WORK TO COMPLETE: The expected output is the set of lines below beginning at the one that contains "150L210 148L195 151L198" and ending at the final line, reproduced exactly.

Saved entries
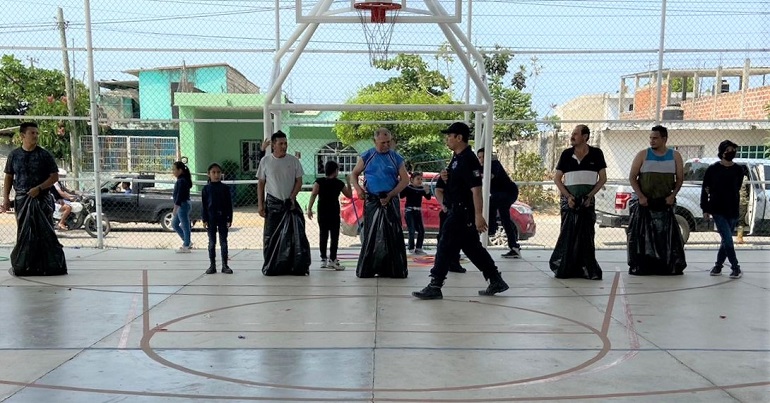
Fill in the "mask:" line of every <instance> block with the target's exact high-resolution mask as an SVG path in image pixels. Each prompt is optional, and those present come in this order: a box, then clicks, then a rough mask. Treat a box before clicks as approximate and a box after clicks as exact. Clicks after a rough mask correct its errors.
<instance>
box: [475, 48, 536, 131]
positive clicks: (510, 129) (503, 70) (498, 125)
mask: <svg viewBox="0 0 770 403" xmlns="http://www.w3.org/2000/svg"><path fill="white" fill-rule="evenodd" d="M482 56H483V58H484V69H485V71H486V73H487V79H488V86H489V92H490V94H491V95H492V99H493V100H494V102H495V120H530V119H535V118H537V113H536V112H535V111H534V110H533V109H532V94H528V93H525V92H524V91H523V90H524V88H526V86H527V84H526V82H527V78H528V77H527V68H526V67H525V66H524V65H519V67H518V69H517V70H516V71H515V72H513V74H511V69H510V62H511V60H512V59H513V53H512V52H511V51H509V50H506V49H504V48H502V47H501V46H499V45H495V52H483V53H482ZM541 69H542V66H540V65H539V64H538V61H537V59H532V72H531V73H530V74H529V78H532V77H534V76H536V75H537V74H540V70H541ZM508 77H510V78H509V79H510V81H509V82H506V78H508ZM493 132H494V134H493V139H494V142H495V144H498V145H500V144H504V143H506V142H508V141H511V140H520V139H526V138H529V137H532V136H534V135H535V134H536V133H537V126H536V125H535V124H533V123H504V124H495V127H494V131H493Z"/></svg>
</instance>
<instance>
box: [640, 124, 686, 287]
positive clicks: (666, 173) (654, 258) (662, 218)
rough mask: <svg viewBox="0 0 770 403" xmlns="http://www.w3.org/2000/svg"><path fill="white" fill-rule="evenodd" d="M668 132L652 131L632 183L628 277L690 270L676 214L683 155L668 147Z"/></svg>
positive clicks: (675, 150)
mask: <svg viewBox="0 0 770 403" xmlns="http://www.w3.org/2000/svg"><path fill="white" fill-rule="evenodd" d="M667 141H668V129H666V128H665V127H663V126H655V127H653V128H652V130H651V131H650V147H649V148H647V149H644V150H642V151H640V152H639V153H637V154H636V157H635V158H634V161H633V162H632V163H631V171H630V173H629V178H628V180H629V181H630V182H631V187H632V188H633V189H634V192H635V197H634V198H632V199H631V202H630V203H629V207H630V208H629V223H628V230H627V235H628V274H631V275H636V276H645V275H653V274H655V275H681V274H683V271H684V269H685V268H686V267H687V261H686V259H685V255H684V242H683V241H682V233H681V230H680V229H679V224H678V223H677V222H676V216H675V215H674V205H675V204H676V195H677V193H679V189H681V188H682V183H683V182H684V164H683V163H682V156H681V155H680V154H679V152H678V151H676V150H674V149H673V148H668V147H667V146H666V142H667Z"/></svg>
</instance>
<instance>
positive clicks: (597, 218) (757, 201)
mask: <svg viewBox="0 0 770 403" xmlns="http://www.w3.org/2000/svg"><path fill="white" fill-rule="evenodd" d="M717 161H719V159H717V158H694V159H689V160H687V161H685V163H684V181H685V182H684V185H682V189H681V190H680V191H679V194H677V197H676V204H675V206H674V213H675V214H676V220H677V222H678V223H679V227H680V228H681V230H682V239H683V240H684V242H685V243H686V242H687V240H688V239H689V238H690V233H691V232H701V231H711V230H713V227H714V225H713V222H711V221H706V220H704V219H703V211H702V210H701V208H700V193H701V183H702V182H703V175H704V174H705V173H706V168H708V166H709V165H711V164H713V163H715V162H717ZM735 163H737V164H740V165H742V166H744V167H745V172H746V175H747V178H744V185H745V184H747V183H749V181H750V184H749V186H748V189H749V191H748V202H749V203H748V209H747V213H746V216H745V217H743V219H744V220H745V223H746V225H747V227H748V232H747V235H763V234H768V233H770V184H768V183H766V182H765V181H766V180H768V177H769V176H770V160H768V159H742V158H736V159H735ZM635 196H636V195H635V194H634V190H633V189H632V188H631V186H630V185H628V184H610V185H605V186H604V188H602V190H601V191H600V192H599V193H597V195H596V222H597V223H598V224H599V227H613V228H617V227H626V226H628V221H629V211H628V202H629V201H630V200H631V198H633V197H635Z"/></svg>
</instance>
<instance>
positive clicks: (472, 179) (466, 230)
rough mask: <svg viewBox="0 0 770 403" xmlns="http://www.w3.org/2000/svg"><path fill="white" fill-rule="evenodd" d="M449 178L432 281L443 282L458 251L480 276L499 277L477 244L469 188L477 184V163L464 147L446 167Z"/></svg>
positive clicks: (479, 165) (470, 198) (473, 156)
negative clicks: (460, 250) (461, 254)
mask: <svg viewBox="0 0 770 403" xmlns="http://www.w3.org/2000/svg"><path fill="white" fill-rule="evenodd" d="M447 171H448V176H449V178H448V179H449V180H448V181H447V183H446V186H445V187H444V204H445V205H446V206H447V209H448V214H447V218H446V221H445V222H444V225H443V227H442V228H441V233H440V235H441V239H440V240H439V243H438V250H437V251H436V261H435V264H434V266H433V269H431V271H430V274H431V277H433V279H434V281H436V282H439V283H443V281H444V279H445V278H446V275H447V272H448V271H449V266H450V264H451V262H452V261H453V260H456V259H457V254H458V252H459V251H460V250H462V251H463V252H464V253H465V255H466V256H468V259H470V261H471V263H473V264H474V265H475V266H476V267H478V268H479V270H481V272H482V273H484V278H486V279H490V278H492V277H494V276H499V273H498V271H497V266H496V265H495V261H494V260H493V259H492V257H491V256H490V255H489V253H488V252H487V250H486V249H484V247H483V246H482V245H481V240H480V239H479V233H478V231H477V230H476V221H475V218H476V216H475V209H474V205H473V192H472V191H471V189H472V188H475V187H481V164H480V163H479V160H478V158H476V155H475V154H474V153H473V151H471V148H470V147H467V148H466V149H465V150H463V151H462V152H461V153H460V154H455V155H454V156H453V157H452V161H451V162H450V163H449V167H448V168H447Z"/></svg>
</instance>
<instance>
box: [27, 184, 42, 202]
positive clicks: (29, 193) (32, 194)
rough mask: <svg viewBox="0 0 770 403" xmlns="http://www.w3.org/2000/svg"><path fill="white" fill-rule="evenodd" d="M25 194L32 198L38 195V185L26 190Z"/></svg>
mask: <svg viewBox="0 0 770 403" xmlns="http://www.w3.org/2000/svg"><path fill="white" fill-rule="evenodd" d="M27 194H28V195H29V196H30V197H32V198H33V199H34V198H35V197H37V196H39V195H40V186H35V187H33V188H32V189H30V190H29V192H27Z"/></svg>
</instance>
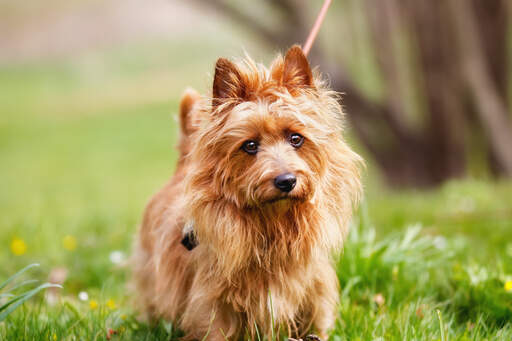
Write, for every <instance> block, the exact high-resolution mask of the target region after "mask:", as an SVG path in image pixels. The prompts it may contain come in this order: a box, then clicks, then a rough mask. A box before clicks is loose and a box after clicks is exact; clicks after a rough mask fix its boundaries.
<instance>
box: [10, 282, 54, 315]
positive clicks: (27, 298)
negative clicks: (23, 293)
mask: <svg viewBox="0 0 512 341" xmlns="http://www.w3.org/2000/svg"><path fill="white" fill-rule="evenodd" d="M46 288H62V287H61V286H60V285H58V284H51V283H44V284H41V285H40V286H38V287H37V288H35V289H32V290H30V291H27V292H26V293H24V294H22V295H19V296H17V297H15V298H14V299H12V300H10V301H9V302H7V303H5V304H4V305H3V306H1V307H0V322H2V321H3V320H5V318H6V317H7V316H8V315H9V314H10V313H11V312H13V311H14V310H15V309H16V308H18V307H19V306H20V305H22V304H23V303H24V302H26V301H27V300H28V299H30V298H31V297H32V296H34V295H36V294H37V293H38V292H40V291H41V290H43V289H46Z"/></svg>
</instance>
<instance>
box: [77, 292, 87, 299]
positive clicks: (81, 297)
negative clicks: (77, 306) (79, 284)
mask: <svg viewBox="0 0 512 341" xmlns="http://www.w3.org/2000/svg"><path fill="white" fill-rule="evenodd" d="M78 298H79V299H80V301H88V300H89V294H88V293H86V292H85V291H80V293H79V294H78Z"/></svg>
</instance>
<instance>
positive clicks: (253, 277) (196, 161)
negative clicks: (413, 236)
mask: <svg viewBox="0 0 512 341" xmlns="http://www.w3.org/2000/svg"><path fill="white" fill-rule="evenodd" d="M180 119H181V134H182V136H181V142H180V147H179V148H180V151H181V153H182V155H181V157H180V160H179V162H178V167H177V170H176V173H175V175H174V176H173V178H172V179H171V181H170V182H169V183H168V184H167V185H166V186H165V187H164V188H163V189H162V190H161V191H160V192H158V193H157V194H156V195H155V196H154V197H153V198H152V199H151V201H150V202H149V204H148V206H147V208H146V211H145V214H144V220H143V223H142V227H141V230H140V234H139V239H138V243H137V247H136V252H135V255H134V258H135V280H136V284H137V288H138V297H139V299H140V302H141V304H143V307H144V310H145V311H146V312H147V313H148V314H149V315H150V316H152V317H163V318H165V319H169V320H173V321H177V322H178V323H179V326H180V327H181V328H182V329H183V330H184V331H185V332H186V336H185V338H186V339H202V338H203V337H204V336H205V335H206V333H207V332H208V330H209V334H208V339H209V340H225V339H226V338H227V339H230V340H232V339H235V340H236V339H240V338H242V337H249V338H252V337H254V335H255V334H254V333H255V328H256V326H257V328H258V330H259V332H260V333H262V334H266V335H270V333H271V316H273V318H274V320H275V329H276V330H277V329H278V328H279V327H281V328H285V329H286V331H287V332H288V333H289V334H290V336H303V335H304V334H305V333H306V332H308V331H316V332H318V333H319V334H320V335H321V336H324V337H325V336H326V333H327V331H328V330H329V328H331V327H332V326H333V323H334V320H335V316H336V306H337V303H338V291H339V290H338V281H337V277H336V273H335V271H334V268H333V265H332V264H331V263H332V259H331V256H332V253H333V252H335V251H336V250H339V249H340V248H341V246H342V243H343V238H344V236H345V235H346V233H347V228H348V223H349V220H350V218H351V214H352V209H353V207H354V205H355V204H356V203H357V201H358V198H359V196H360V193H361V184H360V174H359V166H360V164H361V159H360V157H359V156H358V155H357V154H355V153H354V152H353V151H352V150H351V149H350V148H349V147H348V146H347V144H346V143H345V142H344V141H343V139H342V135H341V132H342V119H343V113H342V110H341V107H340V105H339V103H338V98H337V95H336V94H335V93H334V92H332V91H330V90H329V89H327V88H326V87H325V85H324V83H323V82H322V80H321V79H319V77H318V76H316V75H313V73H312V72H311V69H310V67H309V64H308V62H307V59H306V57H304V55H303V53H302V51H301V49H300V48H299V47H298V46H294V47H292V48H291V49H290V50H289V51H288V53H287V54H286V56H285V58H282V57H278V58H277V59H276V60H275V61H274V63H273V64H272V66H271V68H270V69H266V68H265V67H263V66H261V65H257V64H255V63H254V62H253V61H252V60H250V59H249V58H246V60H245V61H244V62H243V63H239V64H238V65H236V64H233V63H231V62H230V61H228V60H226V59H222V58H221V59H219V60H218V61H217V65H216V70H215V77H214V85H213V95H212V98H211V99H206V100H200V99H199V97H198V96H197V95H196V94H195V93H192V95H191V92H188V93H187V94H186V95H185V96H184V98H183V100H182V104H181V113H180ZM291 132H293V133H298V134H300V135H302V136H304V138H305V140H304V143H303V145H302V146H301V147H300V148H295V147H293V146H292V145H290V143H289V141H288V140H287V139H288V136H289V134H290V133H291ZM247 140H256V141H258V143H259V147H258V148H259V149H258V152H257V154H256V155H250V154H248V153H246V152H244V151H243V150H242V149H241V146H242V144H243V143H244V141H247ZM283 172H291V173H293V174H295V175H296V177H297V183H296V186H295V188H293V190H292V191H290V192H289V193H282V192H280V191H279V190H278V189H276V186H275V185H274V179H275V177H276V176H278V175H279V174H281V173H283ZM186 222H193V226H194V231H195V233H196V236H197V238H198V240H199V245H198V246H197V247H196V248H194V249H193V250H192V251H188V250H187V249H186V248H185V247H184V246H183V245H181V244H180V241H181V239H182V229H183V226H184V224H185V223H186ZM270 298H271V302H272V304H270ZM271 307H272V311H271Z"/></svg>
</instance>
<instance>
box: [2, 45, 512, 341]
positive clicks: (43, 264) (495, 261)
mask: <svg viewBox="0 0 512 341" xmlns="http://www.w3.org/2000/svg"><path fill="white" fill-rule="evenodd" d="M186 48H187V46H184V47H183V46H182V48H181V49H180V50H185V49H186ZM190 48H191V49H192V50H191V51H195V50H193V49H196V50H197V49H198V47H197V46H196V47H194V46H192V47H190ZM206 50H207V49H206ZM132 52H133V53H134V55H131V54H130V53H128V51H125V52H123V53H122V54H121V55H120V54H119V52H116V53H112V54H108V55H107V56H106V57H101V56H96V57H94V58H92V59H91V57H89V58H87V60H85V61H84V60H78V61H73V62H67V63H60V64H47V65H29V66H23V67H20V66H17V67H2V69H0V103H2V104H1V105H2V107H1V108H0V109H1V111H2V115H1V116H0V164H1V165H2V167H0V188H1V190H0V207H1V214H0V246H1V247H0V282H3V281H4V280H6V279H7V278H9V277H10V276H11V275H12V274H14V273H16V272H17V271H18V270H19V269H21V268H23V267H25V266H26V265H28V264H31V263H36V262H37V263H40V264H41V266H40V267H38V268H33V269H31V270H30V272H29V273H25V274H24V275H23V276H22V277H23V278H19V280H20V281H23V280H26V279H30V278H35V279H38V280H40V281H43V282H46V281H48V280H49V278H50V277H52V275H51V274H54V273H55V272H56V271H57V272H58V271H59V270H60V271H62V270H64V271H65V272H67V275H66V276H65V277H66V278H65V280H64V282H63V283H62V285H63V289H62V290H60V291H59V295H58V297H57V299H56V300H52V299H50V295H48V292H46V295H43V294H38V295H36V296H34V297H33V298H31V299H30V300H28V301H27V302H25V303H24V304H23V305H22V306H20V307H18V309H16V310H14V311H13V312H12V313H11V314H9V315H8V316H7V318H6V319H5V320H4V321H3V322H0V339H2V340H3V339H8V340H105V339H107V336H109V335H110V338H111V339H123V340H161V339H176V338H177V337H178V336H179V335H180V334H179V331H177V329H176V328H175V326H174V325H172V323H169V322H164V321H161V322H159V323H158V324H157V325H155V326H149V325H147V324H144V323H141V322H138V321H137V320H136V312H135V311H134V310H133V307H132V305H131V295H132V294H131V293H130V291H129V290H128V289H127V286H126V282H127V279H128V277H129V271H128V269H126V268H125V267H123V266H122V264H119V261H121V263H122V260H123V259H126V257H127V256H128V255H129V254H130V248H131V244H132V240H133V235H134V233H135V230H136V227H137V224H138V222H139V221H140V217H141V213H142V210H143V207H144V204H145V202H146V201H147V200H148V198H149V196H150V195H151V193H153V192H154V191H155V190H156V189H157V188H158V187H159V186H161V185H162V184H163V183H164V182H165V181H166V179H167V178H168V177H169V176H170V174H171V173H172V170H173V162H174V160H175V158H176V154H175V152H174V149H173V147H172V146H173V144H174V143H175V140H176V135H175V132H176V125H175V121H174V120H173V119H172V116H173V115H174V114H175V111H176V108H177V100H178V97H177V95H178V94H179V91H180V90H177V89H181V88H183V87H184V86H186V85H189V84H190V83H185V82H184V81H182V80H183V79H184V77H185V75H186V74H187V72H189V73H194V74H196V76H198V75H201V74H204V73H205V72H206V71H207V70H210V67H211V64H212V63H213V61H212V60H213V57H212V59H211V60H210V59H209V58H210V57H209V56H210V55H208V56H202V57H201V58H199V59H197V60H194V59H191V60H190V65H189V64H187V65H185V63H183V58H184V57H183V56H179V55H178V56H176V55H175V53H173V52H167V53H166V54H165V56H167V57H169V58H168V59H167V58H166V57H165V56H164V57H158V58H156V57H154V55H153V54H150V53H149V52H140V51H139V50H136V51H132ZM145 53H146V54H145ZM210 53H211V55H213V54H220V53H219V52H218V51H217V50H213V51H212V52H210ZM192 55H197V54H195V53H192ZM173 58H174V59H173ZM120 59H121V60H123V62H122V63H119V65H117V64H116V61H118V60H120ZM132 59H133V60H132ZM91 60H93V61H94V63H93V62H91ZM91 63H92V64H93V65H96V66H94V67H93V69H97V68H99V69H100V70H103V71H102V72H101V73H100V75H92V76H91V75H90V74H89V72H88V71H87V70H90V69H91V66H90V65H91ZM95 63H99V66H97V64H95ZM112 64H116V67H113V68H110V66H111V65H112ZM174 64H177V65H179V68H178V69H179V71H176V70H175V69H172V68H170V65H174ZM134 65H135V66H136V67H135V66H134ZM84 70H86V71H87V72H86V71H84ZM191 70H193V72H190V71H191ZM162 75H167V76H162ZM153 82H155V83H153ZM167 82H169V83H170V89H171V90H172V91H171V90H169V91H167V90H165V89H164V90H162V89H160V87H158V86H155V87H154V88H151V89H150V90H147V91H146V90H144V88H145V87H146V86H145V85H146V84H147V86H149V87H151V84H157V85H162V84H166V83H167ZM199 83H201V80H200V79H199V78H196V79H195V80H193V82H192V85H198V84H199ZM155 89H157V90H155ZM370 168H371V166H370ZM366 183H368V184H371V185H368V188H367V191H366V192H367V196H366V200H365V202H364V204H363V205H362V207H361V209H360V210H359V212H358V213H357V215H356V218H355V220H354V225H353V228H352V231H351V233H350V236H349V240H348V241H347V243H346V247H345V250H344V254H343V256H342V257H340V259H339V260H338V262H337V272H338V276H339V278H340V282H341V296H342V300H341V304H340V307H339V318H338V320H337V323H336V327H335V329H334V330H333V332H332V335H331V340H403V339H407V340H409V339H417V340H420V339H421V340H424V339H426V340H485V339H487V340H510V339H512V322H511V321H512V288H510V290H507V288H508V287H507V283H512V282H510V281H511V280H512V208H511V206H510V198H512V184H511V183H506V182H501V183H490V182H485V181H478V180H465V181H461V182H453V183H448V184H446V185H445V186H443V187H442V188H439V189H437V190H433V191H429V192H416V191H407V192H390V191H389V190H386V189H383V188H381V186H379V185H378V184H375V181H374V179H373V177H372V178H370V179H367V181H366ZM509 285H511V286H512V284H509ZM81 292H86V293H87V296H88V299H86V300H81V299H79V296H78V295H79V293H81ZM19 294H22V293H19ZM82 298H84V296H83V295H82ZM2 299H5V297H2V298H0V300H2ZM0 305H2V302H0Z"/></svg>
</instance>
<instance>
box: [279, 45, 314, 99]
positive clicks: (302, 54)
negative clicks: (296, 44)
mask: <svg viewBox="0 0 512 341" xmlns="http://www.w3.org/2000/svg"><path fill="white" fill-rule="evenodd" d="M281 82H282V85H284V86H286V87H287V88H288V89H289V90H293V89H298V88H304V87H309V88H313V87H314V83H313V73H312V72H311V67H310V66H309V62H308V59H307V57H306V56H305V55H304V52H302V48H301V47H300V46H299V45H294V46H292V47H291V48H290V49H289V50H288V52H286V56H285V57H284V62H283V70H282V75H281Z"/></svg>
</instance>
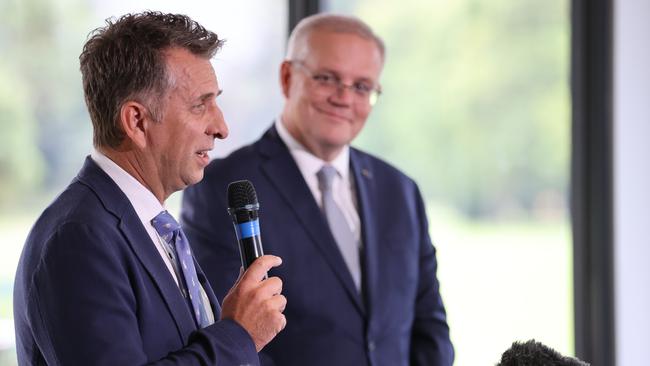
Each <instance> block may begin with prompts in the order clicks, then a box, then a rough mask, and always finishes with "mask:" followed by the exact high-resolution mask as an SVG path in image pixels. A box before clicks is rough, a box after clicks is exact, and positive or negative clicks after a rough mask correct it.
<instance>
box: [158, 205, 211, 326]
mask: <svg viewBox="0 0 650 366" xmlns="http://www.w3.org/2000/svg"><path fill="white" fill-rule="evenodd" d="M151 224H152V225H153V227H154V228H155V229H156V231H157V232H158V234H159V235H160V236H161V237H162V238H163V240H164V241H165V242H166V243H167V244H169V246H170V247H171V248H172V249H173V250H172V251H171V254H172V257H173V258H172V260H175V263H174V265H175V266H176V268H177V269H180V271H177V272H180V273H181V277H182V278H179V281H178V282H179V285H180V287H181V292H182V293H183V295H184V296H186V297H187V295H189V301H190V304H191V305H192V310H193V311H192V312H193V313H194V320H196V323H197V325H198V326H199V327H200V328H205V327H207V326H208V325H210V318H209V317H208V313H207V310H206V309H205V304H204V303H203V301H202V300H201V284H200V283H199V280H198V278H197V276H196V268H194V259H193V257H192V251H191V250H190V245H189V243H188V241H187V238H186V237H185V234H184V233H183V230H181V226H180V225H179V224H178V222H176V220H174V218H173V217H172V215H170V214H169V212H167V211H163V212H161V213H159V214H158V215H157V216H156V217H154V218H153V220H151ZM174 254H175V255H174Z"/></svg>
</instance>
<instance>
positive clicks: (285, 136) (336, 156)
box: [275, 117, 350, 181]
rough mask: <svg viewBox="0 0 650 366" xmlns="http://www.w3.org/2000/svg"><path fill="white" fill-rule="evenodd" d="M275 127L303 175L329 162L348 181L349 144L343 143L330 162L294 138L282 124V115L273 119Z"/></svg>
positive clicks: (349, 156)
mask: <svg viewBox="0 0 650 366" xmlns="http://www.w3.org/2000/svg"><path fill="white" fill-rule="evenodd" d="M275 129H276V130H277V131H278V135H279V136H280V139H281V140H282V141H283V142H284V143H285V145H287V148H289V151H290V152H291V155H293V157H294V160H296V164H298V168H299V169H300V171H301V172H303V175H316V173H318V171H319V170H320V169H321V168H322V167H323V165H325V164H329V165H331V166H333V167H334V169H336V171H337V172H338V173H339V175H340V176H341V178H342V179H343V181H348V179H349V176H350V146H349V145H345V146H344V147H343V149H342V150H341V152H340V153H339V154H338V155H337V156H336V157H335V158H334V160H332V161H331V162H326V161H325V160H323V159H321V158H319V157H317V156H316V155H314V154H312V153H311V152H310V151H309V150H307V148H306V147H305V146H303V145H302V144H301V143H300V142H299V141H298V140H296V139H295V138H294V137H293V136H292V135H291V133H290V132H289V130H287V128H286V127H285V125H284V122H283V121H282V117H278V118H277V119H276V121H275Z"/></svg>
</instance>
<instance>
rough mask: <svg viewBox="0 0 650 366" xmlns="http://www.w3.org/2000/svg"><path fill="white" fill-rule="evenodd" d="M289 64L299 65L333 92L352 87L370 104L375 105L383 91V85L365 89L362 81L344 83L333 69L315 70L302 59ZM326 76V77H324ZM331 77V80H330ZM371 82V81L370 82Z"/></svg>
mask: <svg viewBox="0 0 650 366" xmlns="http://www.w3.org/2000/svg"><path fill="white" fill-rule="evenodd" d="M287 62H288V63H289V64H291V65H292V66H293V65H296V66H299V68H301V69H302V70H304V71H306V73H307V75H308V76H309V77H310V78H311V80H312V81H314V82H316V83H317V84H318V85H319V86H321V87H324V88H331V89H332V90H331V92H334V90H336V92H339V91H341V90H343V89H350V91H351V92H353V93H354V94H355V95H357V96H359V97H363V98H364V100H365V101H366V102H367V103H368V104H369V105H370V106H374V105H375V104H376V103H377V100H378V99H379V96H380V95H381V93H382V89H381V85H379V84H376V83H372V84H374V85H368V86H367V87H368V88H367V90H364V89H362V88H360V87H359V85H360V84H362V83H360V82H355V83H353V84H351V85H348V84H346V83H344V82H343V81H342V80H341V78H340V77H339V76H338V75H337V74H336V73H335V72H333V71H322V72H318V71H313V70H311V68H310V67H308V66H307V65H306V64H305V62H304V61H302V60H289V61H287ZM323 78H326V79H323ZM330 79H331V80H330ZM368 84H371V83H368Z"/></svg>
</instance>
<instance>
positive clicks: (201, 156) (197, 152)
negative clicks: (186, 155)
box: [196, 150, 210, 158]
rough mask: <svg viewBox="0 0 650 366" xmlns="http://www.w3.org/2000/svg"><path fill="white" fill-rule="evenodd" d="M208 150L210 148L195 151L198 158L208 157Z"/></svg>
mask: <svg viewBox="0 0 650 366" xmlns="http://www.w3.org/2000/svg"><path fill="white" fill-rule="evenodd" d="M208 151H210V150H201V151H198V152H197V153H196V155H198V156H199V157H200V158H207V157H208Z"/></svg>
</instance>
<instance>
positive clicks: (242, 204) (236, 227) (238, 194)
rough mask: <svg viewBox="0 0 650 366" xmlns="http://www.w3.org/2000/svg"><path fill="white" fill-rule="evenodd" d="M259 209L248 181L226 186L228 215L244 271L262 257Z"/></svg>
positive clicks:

SOLUTION TO THIS PROBLEM:
rough mask: <svg viewBox="0 0 650 366" xmlns="http://www.w3.org/2000/svg"><path fill="white" fill-rule="evenodd" d="M208 150L210 148L195 151L198 158L208 157Z"/></svg>
mask: <svg viewBox="0 0 650 366" xmlns="http://www.w3.org/2000/svg"><path fill="white" fill-rule="evenodd" d="M208 151H210V150H201V151H198V152H197V153H196V155H198V156H199V157H200V158H207V157H208Z"/></svg>
</instance>
<instance>
positive clicks: (242, 204) (236, 227) (238, 194)
rough mask: <svg viewBox="0 0 650 366" xmlns="http://www.w3.org/2000/svg"><path fill="white" fill-rule="evenodd" d="M259 209L248 181L226 186L228 215L244 271L262 257Z"/></svg>
positive clicks:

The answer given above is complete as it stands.